**Aim of the exercise**: Repeat the line that contains "man in white" exactly, along with each following line up to and including the last line of the entries.

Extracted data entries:
++++++++++++++++++++

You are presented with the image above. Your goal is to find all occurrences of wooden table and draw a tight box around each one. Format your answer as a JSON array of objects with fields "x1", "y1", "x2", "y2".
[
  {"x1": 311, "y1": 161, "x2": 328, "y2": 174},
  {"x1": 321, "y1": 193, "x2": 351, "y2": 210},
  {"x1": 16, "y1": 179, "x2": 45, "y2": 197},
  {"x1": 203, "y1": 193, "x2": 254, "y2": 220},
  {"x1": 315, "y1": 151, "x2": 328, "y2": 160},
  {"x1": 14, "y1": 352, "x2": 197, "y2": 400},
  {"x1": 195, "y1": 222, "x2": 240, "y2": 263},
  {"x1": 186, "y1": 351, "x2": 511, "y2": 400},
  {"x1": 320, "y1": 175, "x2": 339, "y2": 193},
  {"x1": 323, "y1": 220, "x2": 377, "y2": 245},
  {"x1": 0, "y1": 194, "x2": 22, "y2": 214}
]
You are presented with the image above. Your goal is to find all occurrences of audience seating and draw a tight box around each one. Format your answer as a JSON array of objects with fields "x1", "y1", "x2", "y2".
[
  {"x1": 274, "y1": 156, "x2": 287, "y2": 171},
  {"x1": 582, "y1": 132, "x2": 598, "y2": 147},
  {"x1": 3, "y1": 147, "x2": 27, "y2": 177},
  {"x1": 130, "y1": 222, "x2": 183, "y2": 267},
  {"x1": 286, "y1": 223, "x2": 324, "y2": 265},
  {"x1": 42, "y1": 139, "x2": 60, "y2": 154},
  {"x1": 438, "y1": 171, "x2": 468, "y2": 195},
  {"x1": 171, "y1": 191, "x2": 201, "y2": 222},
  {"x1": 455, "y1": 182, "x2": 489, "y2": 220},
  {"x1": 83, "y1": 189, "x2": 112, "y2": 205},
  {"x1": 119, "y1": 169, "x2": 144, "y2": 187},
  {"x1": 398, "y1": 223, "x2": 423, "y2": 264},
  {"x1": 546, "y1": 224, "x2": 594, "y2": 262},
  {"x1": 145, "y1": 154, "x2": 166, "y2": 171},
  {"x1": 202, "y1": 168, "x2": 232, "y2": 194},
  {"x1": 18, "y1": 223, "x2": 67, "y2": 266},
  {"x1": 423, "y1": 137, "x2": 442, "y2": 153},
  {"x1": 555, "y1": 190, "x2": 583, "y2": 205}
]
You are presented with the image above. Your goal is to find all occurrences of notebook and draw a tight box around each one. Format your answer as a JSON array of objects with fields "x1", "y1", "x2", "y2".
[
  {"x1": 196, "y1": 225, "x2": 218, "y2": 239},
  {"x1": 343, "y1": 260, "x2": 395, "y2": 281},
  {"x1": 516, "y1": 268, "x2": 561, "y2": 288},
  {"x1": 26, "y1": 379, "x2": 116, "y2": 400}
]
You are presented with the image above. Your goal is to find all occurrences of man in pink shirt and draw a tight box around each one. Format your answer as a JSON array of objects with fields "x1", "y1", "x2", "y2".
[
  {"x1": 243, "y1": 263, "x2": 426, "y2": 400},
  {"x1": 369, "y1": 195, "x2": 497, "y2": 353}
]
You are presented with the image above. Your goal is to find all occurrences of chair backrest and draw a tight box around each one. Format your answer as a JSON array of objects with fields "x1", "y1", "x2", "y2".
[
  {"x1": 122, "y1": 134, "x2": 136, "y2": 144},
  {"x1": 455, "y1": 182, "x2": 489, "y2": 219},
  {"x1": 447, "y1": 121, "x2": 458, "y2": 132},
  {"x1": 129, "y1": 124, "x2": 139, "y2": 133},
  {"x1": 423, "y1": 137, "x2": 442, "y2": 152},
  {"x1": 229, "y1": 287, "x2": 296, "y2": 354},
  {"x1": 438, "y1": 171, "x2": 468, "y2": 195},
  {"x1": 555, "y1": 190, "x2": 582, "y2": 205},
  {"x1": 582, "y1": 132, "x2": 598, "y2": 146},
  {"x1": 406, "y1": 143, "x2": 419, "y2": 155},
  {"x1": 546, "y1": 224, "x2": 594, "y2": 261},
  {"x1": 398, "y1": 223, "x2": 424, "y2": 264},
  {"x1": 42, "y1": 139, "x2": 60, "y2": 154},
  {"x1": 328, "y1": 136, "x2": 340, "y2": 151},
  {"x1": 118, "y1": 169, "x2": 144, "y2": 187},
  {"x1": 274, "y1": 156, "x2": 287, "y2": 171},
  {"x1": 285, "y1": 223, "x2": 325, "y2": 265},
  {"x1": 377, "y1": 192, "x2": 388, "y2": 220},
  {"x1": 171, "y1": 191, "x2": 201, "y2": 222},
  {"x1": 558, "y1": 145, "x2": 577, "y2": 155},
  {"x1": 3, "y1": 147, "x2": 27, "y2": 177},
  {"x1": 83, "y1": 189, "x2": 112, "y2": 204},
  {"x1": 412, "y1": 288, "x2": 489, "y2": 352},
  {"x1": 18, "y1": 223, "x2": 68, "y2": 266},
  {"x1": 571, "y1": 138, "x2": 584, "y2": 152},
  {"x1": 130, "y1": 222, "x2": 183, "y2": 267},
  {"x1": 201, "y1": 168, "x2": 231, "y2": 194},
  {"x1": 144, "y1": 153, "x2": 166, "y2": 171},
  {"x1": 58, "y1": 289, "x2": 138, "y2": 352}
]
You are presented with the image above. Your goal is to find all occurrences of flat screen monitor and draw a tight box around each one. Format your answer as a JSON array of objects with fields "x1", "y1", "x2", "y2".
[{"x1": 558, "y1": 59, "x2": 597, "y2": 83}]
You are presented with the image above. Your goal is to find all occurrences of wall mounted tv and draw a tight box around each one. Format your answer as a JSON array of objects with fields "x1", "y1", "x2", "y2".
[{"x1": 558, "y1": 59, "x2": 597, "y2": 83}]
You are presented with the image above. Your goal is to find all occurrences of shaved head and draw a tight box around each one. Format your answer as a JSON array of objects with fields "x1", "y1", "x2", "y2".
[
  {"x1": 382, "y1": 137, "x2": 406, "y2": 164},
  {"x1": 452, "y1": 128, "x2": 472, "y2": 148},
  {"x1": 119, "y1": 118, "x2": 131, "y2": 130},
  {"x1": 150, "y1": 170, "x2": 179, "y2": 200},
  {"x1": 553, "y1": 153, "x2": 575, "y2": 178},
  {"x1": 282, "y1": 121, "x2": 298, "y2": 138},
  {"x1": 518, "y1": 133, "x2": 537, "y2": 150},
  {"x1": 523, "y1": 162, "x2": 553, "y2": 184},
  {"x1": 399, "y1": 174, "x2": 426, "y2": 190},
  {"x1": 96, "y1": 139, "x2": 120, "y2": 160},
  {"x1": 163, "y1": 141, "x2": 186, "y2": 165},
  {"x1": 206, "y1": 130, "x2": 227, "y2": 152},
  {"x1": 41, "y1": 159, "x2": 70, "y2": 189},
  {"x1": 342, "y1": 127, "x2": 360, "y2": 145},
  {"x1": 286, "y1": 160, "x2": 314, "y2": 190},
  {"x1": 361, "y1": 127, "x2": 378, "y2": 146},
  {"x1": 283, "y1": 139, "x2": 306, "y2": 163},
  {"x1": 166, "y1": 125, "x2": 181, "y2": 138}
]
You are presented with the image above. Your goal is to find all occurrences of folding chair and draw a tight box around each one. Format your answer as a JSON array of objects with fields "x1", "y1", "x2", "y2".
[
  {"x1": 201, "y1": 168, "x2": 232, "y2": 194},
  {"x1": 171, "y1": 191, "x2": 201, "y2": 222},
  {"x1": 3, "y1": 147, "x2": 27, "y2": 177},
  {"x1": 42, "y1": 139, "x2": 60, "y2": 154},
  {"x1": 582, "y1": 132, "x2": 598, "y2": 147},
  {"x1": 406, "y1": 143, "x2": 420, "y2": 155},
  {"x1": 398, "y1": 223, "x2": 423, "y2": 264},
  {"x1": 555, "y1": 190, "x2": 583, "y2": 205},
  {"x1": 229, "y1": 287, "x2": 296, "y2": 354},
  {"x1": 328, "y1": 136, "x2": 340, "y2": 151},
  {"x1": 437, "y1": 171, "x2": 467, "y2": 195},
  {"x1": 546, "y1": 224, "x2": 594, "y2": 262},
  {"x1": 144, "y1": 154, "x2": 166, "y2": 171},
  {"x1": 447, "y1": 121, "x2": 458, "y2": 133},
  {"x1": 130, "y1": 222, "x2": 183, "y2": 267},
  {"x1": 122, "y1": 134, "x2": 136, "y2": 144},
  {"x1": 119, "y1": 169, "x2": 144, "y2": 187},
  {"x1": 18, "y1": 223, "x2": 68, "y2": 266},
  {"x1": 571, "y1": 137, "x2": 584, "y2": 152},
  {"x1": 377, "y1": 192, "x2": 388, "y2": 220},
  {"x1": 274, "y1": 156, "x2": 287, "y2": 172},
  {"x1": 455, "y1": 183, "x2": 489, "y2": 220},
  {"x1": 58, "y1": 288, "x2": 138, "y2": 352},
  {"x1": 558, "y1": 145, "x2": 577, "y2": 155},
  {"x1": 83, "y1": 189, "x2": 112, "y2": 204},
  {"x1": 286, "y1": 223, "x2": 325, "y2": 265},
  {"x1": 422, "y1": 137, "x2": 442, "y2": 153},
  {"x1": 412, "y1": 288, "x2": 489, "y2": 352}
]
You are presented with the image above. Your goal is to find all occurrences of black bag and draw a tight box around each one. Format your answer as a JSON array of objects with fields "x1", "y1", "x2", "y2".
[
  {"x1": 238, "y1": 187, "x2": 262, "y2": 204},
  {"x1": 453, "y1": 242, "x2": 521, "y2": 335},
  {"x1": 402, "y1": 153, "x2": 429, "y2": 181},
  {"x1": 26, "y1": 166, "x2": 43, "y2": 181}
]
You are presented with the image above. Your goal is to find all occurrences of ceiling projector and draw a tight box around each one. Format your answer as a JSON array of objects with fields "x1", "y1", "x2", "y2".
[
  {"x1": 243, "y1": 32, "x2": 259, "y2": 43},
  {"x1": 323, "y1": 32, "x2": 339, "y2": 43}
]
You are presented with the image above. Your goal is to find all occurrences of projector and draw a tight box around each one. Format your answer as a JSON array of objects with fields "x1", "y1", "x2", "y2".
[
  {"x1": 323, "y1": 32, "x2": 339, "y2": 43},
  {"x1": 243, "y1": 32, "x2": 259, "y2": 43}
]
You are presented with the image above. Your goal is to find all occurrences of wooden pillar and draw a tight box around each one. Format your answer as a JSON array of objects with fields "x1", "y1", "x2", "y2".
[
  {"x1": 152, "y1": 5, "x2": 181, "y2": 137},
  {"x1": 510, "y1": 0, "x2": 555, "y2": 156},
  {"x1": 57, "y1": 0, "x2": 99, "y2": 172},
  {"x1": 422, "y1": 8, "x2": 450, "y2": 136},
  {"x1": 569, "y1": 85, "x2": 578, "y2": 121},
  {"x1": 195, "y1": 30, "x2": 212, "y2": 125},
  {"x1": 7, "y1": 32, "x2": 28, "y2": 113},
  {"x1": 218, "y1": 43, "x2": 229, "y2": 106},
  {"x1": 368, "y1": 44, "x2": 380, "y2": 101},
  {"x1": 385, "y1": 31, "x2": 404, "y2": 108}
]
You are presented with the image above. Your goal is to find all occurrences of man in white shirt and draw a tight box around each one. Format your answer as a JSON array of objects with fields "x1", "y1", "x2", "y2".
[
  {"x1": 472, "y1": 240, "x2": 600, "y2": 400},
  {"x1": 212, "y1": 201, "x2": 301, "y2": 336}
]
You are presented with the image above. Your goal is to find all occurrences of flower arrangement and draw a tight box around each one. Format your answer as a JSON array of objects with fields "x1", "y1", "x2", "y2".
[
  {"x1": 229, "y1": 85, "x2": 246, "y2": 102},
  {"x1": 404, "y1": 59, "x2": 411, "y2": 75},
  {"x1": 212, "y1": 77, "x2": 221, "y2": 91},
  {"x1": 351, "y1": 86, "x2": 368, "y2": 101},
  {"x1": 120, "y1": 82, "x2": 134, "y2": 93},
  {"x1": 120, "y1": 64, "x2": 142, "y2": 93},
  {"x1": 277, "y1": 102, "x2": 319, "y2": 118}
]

++++++++++++++++++++

**Exercise solution**:
You are presented with the image above. Your goal is to find all occurrences of man in white shirt and draw a tight box around each one. Format your answer as a JSON array of objects with fields "x1", "y1", "x2", "y2".
[
  {"x1": 472, "y1": 240, "x2": 600, "y2": 400},
  {"x1": 212, "y1": 201, "x2": 301, "y2": 336}
]
You are presented with the image above. Your goal is to find all occurrences of flower arrangement and draw a tight box around each one. Format your answer as a JSON array of objects with fields "x1", "y1", "x2", "y2".
[
  {"x1": 229, "y1": 85, "x2": 246, "y2": 102},
  {"x1": 404, "y1": 59, "x2": 411, "y2": 75},
  {"x1": 212, "y1": 77, "x2": 221, "y2": 91},
  {"x1": 351, "y1": 86, "x2": 368, "y2": 101},
  {"x1": 120, "y1": 82, "x2": 134, "y2": 93},
  {"x1": 120, "y1": 64, "x2": 142, "y2": 93},
  {"x1": 277, "y1": 102, "x2": 319, "y2": 118}
]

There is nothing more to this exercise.